§ **Task to complete**
Go through the listing and copy every line word for word.

----------------------------------------

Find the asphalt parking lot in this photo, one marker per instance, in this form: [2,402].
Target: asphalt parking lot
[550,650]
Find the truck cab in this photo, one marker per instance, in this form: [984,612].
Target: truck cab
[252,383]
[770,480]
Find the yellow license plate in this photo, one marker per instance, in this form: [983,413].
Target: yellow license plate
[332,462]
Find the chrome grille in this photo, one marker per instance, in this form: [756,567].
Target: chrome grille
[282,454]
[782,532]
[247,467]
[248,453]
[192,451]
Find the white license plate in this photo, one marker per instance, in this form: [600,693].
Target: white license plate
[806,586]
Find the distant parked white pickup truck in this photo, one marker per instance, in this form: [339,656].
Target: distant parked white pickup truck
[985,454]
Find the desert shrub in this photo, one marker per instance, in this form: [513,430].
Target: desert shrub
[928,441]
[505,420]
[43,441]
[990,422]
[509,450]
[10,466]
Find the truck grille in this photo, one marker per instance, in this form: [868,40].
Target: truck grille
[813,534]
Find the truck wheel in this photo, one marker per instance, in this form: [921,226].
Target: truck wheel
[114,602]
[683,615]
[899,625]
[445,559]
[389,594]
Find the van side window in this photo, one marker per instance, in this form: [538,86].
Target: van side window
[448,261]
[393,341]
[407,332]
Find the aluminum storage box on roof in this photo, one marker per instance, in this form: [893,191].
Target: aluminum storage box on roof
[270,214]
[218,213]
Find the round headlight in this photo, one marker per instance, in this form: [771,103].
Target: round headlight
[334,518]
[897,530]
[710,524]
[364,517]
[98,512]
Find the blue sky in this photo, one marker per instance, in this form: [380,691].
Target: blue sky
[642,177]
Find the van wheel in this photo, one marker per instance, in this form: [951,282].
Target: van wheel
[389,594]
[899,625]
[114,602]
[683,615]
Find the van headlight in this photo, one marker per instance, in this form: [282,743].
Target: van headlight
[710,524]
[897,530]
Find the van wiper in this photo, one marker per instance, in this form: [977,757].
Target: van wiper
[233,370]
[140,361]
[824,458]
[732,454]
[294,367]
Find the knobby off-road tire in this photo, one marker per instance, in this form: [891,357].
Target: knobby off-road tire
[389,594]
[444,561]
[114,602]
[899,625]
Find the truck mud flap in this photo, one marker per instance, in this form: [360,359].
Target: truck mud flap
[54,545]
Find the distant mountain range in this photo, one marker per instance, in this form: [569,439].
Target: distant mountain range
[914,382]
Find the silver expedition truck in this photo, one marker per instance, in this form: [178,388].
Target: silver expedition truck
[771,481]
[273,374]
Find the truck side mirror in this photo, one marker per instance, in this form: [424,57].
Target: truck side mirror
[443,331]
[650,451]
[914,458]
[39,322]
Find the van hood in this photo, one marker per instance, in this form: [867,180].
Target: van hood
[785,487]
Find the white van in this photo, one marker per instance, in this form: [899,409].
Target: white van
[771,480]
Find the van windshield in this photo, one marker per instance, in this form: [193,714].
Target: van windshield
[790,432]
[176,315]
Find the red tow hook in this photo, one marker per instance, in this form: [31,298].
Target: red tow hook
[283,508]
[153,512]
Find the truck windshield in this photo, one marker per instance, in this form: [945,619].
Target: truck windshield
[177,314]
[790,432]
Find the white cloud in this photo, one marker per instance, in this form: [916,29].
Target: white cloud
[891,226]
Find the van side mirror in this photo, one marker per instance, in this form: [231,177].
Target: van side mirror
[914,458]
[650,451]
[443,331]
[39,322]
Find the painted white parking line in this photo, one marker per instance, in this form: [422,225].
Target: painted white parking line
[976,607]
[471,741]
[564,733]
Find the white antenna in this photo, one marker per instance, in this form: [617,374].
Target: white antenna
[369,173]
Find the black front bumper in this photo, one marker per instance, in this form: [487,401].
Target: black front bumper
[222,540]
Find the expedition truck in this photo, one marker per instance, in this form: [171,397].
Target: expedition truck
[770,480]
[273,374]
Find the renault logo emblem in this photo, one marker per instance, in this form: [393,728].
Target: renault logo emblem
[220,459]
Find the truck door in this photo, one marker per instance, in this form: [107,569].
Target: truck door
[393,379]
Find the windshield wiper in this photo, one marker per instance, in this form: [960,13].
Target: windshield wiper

----------------------------------------

§ **Full answer**
Find the asphalt parking lot in this photo, one marker per instance, in this form: [2,402].
Target: asphalt parking lot
[550,650]
Find the truck cab in this photo, one marker per instance, in this form: [984,612].
Target: truck cab
[252,383]
[770,480]
Find the yellow license plate in this photo, one marker per instance, in this form: [983,413].
Target: yellow license plate
[332,462]
Find the chrome grille in this photo, one marker per instance, in this form: [756,567].
Target: chrome grille
[282,454]
[782,532]
[247,467]
[248,453]
[192,451]
Find the white license plate in this photo, one marker per instance, in this form: [600,693].
Target: white license plate
[806,586]
Find the distant parked white pickup truck in this photo, one marker per instance, in this form: [339,656].
Target: distant parked white pickup truck
[985,454]
Find the desert shrub in this photo, one marker per instance, in this form: [513,430].
Target: desert shrub
[928,441]
[505,420]
[43,441]
[990,422]
[509,450]
[10,466]
Find the truck grille in this photo, one marker per instance, in this form: [868,40].
Target: truck grille
[813,534]
Find the truck wheel in this photo, one marker per instance, in this form: [921,226].
Target: truck wheel
[114,602]
[683,615]
[899,625]
[445,559]
[389,594]
Find the van side window in this photo, one marker per instance, in this form: [538,86].
Target: van side window
[448,261]
[393,341]
[407,332]
Find the aluminum storage box on roof in this photo, one marker per instance, in this form: [893,191].
Target: aluminum storage box on roof
[270,214]
[218,213]
Find the round headlight in this photo, one marker per instance, in this form: [771,103].
Target: round headlight
[334,518]
[897,530]
[710,524]
[364,517]
[98,512]
Find the blue sky in this photo, one marker per instance, in this form: [380,691].
Target: blue sky
[642,177]
Find the van wheel in this photo, one marker per instance, in this form: [951,282].
Target: van wheel
[389,594]
[899,625]
[114,602]
[683,615]
Find the van headlight in this photo, one marker per instance, in this form: [282,743].
Target: van headlight
[710,524]
[897,530]
Find the van wiper in this photo, one marker per instance, in this form: [977,757].
Target: van wiper
[233,370]
[140,361]
[824,458]
[732,454]
[294,367]
Find the knobby off-road tire in this photo, one marker per instance, in this form: [891,357].
Target: knobby off-road tire
[389,594]
[444,561]
[114,602]
[899,625]
Find the truck mud flap in this photo, one marker per instance, in this form: [360,359].
Target: truck mud flap
[54,545]
Find the distant mountain range in this photo, one marker per instance, in this form: [569,439].
Target: distant mountain range
[914,382]
Find the silver expedition truck in this photo, one marker per instance, in this form: [178,388].
Target: silver expedition truck
[771,481]
[273,374]
Find the truck side mirror in this photo, one marker per instance, in this form: [424,57].
Target: truck side mirror
[443,331]
[650,451]
[914,458]
[39,322]
Find the van hood in this photo, one marker per instance, in this form: [867,180].
Target: van hood
[785,487]
Find the white van in this photo, one marker per instance, in this form: [899,409].
Target: white van
[771,480]
Find the van windshield in this photo, one marker per instance, in this form: [193,714].
Target: van windshield
[790,432]
[176,315]
Find the red tow hook in this photo, one marker per instance, in this form: [31,298].
Target: red tow hook
[283,508]
[153,512]
Find the truck windshield in this photo, one marker per instance, in this form: [945,619].
Target: truck windshield
[177,314]
[790,432]
Find the white cloud in this photo, one marker per instance, in this form: [916,29].
Target: white cloud
[891,226]
Find the van side mirror in this photo, one marker per instance, in this form: [231,177].
Target: van side mirror
[914,458]
[650,451]
[443,331]
[39,322]
Find the painted white parking line in this photo, one marker per instance, in this form: [422,225].
Target: painted white parking line
[976,607]
[471,741]
[564,733]
Find the white antenna in this photo, one marker per instance, in this form: [617,374].
Target: white antenna
[369,173]
Find the black front bumper in this photo, one marker per instance, in this form: [487,401].
Target: black front bumper
[222,540]
Find the expedition truck in this photo, one marker per instance, in this form: [171,397].
Target: expedition truck
[770,480]
[273,374]
Find the renault logo emblem in this photo, one marker per instance, in this form: [393,728].
Target: renault logo emblem
[220,459]
Find the truck door in this photo, one marker per instance, in this form: [107,569].
Target: truck door
[393,379]
Find the windshield wiper in this photo, one marker per instance, in this form: [960,13].
Target: windshield wiper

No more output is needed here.